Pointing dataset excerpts
-*-*-

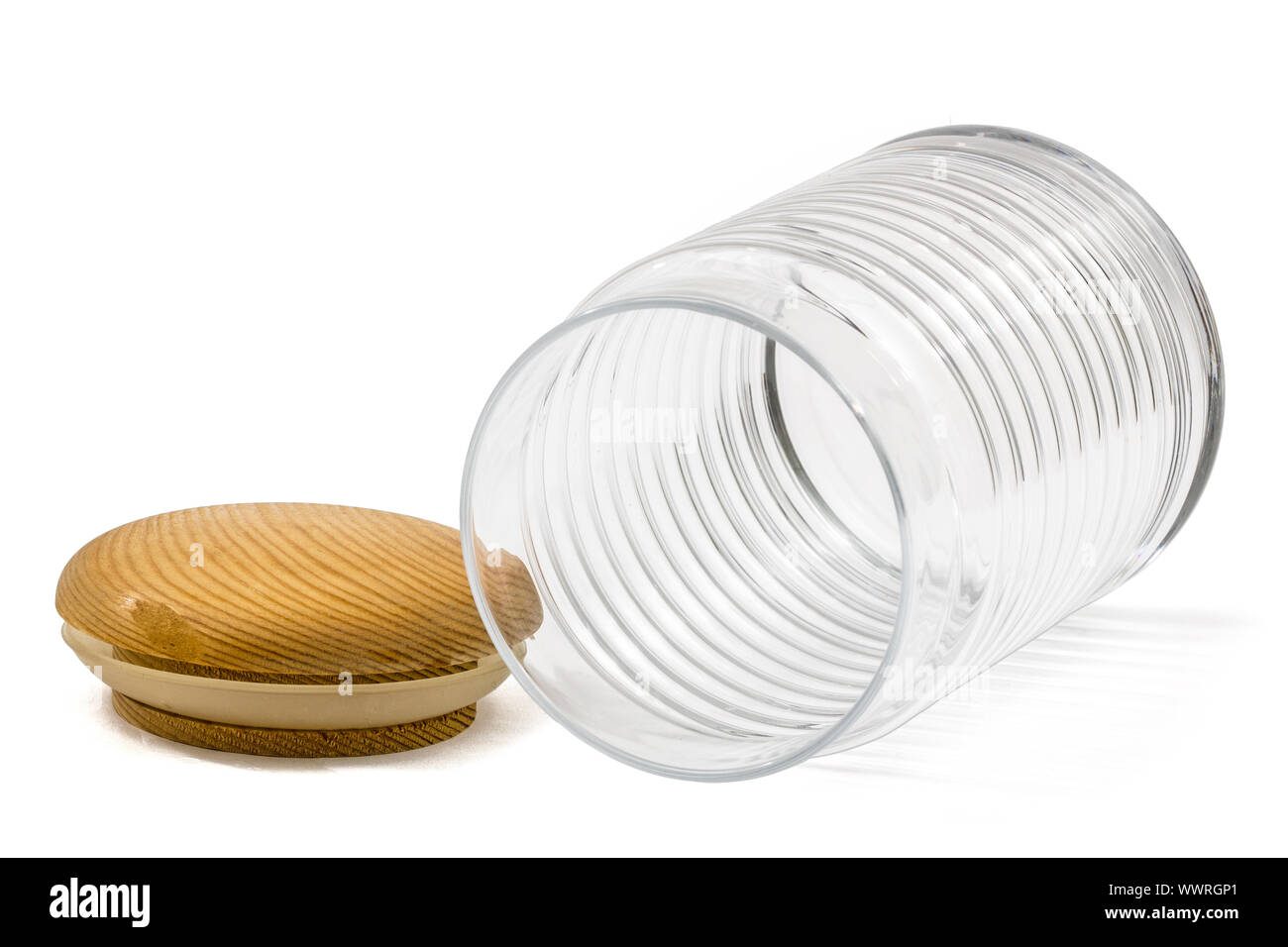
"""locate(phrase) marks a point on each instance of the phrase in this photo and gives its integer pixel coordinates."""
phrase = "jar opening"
(711, 530)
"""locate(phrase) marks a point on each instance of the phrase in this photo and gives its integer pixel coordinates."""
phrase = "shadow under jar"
(784, 484)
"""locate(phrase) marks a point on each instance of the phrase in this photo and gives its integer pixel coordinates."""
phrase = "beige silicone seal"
(288, 629)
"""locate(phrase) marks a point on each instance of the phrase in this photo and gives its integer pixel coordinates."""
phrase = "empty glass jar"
(787, 482)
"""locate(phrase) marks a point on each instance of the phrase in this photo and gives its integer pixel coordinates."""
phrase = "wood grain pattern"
(263, 741)
(290, 592)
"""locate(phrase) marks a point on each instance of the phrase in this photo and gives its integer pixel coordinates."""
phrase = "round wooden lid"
(288, 592)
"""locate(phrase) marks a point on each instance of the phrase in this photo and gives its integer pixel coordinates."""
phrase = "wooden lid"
(290, 592)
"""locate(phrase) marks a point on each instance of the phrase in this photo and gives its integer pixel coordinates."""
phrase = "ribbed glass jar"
(787, 482)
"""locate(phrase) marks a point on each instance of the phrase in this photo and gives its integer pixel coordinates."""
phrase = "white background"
(282, 252)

-*-*-

Return the listing above word for word, with the pictures removed.

"""locate(phrase) marks a point on each instance of the phrase in this photo and gives its integer pixel coordinates."""
phrase = "jar opening"
(711, 530)
"""locate(phrase) marks a point on each instance of the phrase in this photo and gives its integer pixel coordinates."""
phrase = "shadow under jar"
(784, 484)
"""locate(phrase) marks a point on each instance of the phrase in this photo and gives its integer pixel coordinates."""
phrase = "beige silicone seal"
(288, 629)
"""locate(phrase) marks a point on each instance of the phrase in this photo and gives its integer pixel coordinates."""
phrase = "empty glass jar"
(787, 482)
"""locate(phrase) marks a point on each instance of the phrase in this photo and gives its integer pixel coordinates."""
phrase = "wood grain pattern"
(263, 741)
(290, 592)
"""locate(phrase) marks a point on each instance of the phrase in this photo and gives its integer pixel coordinates."""
phrase = "round wooden lid"
(288, 592)
"""locate(phrase) marks a point on each instance of the phrase in this photo and gives its integer pixel coordinates."""
phrase = "wooden lid"
(290, 592)
"""locate(phrase) marks a point on each instance of the phrase in this photo and gives its integer pixel coordinates."""
phrase = "ribbed glass jar"
(787, 482)
"""locate(phrase) marks a point on each instance of the phrase in this photo and gives its integer pixel coordinates."""
phrase = "white background"
(282, 252)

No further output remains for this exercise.